[Records from a dataset]

= = = =

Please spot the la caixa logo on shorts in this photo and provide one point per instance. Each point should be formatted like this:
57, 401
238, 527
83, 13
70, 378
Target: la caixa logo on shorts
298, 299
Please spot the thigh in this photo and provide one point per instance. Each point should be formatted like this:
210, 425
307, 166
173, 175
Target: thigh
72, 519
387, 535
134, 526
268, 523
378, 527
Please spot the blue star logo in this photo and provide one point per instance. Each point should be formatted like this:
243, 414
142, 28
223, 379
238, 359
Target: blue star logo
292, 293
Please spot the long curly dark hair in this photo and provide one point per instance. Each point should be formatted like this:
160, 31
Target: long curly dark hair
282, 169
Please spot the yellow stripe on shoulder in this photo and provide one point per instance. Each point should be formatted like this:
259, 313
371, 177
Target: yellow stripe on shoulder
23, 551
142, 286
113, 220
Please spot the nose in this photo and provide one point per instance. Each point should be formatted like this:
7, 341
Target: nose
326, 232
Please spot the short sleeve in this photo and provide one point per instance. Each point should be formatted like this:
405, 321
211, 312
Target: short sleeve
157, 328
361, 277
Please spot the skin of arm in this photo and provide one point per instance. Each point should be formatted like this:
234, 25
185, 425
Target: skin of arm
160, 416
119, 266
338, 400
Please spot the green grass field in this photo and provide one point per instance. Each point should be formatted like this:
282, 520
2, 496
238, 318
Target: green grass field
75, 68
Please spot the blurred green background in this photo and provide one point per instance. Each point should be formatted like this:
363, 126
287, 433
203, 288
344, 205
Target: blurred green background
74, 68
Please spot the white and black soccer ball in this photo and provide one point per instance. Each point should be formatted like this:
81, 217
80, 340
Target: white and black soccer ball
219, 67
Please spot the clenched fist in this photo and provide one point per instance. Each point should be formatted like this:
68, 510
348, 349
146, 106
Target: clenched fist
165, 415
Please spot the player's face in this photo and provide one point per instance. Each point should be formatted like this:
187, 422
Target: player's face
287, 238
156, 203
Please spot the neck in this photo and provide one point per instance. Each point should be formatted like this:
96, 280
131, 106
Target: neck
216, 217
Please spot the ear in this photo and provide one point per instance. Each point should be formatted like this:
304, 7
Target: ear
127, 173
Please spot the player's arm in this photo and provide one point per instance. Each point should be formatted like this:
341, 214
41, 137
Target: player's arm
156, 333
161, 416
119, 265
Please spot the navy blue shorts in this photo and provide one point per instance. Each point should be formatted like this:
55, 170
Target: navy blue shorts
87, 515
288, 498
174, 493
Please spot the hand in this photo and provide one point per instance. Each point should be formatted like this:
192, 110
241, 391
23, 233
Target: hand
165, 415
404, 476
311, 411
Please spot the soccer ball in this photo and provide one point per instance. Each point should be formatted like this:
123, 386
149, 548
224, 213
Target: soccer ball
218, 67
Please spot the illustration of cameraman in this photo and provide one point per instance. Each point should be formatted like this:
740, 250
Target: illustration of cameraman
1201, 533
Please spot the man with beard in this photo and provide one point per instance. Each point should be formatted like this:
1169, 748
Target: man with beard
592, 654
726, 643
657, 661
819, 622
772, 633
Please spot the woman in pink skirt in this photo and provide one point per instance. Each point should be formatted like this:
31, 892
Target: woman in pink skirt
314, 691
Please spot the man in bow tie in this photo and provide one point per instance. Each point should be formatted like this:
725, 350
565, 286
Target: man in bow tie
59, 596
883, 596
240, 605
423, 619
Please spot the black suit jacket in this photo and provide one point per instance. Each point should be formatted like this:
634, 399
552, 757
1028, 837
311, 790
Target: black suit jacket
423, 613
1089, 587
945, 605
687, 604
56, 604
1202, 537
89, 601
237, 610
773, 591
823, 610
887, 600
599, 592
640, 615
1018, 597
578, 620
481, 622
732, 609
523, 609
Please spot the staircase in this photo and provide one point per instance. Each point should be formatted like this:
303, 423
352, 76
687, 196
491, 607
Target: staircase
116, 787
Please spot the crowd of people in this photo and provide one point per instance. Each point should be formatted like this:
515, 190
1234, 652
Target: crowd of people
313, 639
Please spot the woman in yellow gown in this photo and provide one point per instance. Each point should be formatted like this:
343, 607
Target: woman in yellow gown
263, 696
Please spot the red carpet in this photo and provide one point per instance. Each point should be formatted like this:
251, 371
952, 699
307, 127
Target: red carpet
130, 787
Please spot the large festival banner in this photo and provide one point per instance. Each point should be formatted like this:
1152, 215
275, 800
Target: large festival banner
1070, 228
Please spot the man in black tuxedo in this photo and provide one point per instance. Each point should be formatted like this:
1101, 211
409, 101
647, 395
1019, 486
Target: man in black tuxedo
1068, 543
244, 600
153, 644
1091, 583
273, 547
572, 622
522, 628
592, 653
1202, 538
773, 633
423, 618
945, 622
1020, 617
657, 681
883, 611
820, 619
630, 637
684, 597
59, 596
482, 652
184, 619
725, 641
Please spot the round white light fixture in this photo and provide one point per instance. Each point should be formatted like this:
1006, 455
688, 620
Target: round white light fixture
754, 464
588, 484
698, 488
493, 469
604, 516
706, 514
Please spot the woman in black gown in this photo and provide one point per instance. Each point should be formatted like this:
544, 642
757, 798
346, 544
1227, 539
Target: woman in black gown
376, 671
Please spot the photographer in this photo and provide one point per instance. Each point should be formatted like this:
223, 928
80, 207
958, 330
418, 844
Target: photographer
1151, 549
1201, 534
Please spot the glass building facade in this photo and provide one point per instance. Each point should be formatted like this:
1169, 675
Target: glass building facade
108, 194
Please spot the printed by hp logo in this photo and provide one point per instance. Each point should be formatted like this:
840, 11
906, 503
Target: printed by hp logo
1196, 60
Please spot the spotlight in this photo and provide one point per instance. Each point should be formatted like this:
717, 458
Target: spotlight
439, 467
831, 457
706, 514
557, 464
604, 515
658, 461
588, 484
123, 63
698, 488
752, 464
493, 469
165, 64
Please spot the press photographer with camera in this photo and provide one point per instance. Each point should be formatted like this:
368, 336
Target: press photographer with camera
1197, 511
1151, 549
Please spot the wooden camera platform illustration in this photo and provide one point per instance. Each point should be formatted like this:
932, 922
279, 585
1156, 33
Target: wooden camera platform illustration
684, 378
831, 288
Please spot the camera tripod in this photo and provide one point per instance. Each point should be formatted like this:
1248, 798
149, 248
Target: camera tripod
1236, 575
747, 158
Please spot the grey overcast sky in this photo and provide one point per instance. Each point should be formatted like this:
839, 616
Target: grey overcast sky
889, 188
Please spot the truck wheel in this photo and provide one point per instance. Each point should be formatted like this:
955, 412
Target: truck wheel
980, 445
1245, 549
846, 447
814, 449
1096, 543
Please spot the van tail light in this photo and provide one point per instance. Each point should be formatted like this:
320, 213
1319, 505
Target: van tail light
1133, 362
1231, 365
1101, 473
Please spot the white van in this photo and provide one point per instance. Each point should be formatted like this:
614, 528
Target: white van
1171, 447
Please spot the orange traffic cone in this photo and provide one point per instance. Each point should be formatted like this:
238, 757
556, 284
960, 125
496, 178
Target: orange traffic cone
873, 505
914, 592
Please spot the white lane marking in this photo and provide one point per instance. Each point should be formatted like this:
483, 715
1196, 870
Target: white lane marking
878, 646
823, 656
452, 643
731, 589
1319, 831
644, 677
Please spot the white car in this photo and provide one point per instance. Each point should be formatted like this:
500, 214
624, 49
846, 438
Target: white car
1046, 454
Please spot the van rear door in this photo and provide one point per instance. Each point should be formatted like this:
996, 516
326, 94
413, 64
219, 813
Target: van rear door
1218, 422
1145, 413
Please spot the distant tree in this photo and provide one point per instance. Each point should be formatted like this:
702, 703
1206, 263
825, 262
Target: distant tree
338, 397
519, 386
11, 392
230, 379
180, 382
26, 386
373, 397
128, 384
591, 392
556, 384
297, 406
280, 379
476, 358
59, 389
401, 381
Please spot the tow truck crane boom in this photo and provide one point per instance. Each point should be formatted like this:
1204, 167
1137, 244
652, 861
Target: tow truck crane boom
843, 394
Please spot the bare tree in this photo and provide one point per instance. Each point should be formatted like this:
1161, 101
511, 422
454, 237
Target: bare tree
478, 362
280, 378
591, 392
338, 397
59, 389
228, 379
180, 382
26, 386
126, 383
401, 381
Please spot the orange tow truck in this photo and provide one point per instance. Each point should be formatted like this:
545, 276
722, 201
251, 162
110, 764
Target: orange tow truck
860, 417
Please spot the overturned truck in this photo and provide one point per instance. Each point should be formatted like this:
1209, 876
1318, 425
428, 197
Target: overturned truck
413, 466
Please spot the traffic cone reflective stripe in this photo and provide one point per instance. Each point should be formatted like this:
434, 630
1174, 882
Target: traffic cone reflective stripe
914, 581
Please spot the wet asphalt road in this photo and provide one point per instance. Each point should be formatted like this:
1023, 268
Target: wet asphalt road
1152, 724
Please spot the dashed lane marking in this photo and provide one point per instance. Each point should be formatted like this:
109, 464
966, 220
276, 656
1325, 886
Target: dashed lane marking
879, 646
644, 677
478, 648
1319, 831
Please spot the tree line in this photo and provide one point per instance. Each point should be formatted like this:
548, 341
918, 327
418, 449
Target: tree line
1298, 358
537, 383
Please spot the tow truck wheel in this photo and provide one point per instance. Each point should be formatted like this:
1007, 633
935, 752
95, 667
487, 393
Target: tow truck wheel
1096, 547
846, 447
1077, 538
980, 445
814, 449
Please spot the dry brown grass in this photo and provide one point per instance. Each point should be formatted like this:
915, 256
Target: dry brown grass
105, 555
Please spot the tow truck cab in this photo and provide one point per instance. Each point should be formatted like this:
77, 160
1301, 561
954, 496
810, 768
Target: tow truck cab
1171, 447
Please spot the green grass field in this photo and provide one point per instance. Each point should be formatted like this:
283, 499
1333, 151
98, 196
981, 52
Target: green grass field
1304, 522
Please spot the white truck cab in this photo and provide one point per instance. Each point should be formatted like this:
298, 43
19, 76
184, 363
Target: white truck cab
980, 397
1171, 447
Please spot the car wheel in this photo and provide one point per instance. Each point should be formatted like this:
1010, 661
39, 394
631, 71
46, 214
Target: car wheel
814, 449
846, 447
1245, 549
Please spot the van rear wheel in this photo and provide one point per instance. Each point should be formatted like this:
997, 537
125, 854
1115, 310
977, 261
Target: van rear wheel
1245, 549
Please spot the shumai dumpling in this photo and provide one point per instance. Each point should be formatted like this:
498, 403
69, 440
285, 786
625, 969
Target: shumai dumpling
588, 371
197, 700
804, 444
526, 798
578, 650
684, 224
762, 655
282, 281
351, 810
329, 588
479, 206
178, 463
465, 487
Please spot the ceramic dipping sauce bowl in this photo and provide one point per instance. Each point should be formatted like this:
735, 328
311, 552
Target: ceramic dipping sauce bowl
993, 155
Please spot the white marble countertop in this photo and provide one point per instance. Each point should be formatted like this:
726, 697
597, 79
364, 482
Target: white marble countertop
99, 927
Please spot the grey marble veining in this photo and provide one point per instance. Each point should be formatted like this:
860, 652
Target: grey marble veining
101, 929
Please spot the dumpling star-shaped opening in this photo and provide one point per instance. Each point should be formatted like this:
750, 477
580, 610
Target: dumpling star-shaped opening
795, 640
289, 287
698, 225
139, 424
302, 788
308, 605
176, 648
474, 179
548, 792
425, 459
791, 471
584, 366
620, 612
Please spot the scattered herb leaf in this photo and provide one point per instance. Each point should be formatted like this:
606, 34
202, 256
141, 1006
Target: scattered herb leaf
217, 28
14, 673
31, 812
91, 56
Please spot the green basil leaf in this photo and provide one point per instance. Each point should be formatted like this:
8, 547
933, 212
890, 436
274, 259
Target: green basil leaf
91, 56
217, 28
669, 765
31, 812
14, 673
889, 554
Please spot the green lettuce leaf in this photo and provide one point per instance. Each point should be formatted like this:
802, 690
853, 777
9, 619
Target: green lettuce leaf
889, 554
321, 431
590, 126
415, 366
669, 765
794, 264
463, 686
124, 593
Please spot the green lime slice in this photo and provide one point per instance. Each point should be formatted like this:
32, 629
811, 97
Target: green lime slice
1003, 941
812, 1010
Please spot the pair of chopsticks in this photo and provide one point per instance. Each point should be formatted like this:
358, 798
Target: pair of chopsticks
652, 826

= = = =

→ Prompt
When you reach the line containing "Target: dumpling star-shaped opening" in the data above, retype it and each line after it through the final one, exactly as written.

→ Exercise output
Target: dumpling star-shaped opening
795, 640
289, 287
698, 225
139, 424
302, 788
308, 605
176, 648
474, 179
548, 792
425, 459
791, 471
584, 366
620, 612
Please spot the scattered herb leaf in this photo and provide one point per instance. Each point should be formatted like this:
606, 34
202, 256
141, 1006
Target: scattered herb leaf
217, 28
14, 673
31, 812
91, 56
Please spot the green basil leaf in this photo and provide one point per instance. Each point should be formatted like this:
8, 547
933, 212
890, 436
274, 259
Target: green basil leaf
91, 56
217, 28
669, 765
31, 812
14, 673
889, 554
Please spot the green lettuce leaf in this photo and provide one point per instance. Each point should be formatted like this:
802, 690
853, 777
9, 619
Target: green lettuce leaf
889, 554
321, 431
590, 126
415, 366
669, 765
794, 264
463, 686
124, 593
Please spot the green lime slice in this photo and provide one point per instance. Each point should be formatted like this:
32, 629
811, 97
Target: green lime slice
1003, 941
812, 1010
Please spot the pair of chopsticks in this photo and provide one point per instance. Each point should be formatted like this:
358, 798
Target: pair of chopsticks
652, 826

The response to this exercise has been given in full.